▶ **Written task**
Starting with the line containing "Reviewer note: check that every instance of the rusty" and going on through the end of the listing below, write out those lines again with every x and y coordinate offset by -106. Keep the note lines unchanged.

(Point placement listing)
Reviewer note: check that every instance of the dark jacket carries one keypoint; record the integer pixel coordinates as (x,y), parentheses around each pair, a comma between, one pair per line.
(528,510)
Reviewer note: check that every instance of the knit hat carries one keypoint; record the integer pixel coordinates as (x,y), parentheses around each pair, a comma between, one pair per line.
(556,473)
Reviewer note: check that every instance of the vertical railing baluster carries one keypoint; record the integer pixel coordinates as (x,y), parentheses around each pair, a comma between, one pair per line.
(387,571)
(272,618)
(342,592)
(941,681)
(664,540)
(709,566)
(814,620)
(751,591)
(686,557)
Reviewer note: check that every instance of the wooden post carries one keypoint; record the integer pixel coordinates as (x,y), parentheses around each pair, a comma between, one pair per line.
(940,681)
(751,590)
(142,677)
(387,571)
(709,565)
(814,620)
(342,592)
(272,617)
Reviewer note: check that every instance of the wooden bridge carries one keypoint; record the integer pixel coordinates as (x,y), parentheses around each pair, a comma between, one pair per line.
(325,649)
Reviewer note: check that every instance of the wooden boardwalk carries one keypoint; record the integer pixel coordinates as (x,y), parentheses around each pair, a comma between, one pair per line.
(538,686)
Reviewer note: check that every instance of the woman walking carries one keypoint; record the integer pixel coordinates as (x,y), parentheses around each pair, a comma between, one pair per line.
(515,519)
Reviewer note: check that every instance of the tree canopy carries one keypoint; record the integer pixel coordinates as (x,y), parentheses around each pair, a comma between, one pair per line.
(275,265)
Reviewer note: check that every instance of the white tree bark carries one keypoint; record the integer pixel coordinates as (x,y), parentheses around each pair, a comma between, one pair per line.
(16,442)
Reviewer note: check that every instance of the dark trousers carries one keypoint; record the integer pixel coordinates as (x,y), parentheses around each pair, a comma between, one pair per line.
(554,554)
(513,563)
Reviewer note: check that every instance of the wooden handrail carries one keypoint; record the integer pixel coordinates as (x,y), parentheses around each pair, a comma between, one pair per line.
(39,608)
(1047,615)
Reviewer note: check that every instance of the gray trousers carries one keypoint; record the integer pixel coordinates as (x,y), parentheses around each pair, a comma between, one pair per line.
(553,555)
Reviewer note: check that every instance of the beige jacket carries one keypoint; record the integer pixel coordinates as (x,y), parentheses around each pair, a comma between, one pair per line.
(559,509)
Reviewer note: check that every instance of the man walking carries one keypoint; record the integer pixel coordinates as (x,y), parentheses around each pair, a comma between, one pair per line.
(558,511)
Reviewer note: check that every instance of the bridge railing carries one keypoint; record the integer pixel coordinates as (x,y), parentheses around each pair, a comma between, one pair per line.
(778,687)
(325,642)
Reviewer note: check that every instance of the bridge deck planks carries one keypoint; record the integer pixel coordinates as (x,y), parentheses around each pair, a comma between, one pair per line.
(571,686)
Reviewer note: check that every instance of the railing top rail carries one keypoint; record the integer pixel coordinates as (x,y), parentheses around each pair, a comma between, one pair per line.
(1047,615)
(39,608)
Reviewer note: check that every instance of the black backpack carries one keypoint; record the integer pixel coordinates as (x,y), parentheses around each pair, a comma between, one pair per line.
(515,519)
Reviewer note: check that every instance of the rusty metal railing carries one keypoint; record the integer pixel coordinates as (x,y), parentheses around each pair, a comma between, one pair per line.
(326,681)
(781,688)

▶ **Full response**
Reviewer note: check that every instance of the rusty metal railing carries one keypoint; record the integer pixel coordinates as (x,y), parentheses around each pair, a comma between, one pair per line.
(220,575)
(675,582)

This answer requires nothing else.